> _Problem_
In the records below, find the line containing "of the floor"; copy exactly that line and all lines after it to the end, and nothing else.

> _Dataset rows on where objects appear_
_ _ _
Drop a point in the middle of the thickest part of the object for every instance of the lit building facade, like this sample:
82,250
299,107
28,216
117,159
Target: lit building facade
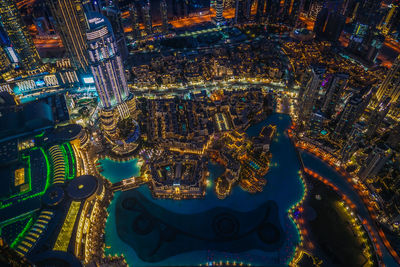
334,90
375,161
148,27
164,15
133,14
71,25
105,62
391,85
308,97
219,10
377,116
18,35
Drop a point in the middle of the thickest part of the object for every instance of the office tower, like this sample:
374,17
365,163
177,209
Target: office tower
105,62
372,45
394,137
71,25
18,35
352,112
134,21
391,85
377,116
335,88
164,16
367,12
291,11
147,18
219,11
352,143
4,62
329,25
391,18
310,96
375,161
240,11
113,14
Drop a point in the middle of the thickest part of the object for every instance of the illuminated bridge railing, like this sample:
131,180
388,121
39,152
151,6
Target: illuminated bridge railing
58,161
29,241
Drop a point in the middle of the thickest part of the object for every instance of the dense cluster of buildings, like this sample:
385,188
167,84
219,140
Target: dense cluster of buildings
189,132
53,200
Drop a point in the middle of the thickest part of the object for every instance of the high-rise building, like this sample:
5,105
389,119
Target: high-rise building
240,11
352,143
291,11
164,16
219,10
391,85
113,14
71,25
133,14
261,12
272,10
4,61
375,161
329,25
391,18
367,12
309,98
335,88
105,62
352,112
394,137
372,45
148,28
18,35
377,116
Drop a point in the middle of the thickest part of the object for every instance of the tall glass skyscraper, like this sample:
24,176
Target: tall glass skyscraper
19,37
391,85
71,25
105,62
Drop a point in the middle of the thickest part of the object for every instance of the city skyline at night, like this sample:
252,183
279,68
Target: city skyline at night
200,133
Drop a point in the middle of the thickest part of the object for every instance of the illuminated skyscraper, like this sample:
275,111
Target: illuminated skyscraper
219,11
17,32
271,10
335,87
240,11
391,85
392,17
352,143
105,62
394,137
291,11
329,25
377,116
113,14
4,62
147,18
164,15
71,25
352,112
260,14
375,161
308,98
367,12
134,21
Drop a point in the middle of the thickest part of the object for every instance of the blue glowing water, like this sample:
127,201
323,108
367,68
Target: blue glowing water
283,186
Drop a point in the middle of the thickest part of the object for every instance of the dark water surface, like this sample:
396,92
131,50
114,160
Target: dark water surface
249,228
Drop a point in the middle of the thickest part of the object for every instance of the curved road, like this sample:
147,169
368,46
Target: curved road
317,165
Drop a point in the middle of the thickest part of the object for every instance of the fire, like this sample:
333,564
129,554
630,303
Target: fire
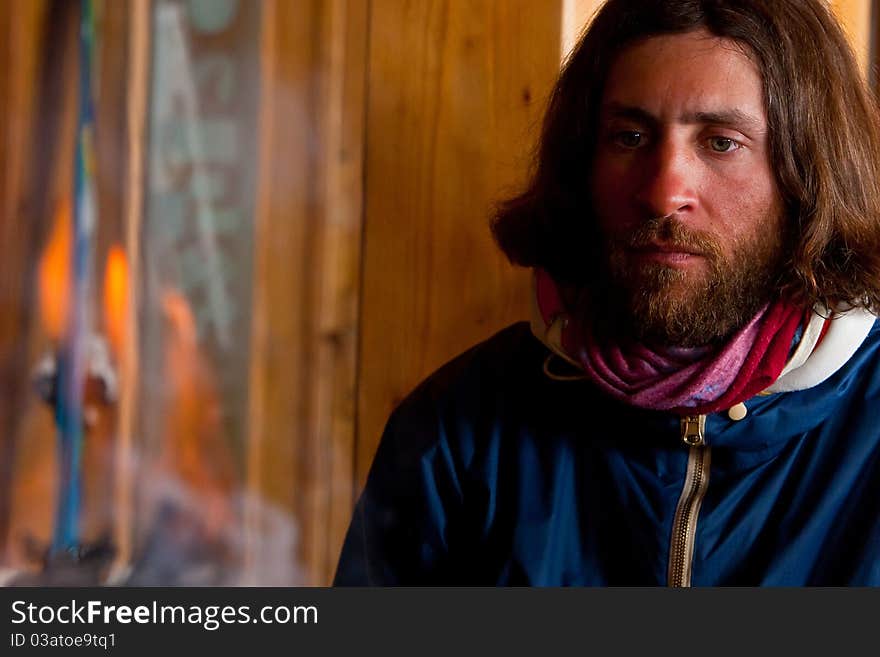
116,298
195,446
54,273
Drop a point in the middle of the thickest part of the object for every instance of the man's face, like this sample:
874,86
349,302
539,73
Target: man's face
683,190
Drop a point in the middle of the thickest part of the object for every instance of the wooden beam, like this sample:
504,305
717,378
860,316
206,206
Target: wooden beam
449,130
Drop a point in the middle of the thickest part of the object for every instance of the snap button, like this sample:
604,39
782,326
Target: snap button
738,412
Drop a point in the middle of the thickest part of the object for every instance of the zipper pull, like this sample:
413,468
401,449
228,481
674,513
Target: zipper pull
693,429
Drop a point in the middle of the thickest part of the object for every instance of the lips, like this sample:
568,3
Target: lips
666,248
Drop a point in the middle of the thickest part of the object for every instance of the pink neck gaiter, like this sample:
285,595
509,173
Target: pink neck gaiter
692,381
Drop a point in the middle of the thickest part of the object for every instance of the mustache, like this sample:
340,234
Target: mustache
671,233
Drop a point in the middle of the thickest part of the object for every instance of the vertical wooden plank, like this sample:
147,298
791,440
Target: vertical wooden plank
137,30
21,31
283,267
304,327
328,481
855,15
448,130
576,15
42,106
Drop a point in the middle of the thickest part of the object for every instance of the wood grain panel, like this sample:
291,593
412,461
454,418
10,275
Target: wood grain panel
456,91
301,437
855,15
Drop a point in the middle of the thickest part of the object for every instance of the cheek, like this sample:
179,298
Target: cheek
611,194
745,207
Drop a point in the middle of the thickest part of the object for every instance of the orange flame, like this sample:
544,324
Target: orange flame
54,273
195,439
116,298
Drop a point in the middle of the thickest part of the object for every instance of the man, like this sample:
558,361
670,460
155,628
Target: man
694,404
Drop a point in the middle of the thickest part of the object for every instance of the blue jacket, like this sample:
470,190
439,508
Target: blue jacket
491,473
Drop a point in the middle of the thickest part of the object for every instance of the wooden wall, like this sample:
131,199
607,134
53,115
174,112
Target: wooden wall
388,129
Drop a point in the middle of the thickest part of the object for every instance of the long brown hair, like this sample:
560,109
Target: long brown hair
824,143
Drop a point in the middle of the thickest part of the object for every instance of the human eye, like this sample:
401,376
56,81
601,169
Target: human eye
628,138
720,144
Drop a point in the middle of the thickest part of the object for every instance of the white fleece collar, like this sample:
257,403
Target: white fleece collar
808,366
811,365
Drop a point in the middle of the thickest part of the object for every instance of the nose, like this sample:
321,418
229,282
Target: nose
669,181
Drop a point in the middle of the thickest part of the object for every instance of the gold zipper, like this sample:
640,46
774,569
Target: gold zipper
684,528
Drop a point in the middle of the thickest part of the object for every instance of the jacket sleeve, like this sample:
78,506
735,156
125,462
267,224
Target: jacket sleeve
400,529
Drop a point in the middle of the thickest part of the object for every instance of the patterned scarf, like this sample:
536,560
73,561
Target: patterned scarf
683,380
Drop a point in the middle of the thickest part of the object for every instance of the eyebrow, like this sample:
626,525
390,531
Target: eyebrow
730,117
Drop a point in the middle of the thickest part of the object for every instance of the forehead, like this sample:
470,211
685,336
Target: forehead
674,75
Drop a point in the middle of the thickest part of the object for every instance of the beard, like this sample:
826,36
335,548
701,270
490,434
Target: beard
656,304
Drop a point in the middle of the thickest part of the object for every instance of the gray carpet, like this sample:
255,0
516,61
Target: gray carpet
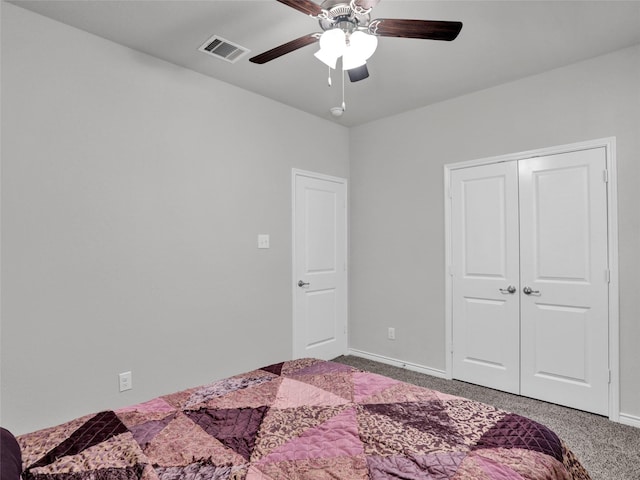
609,451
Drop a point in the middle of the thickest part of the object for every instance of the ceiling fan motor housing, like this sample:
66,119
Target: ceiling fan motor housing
338,14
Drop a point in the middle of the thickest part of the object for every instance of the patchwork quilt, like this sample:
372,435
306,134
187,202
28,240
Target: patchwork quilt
301,419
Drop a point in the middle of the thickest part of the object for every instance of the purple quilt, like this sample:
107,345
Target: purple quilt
302,419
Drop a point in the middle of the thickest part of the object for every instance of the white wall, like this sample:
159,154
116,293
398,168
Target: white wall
397,198
132,195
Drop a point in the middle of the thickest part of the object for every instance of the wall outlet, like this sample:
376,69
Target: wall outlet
126,382
263,240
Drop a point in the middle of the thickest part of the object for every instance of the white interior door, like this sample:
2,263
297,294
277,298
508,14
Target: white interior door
486,328
540,225
564,278
319,266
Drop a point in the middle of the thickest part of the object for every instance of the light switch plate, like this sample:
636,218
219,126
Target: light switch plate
263,240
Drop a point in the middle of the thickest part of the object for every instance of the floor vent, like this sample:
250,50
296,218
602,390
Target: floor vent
224,49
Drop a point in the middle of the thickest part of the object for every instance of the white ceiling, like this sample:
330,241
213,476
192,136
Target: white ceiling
500,41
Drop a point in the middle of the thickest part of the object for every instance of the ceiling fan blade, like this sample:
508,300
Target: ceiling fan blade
358,73
304,6
367,4
285,48
424,29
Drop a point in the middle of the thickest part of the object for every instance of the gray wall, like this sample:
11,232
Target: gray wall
397,198
132,195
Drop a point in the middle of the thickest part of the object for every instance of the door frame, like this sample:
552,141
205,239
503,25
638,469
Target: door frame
609,144
295,173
_ _ _
> _Expected output_
Drop a point in the middle of the thickest part of the object for every instance of the floor vent, like this sample:
250,50
296,218
602,390
Target: floor vent
224,49
Drop a point in the middle of the thickest part of the object for every instance of the white ceiling, like this sample:
330,241
213,476
192,136
Target: white ceiling
500,41
Drop a point in the middle of the thickest part of the object for every instance of the ceiling fan blade, like this sample:
508,300
Target: ceiling fan blade
358,73
304,6
367,4
285,48
424,29
Drop a point in the middle of the thickest part of the object for every instance of the gray wall, like this sample:
11,232
Target: gray wall
397,198
132,195
Drop a point in the middle of the thickest part of the object for every instance of the door frame, like this sample:
552,141
205,239
503,25
638,469
Target: door frame
609,144
295,173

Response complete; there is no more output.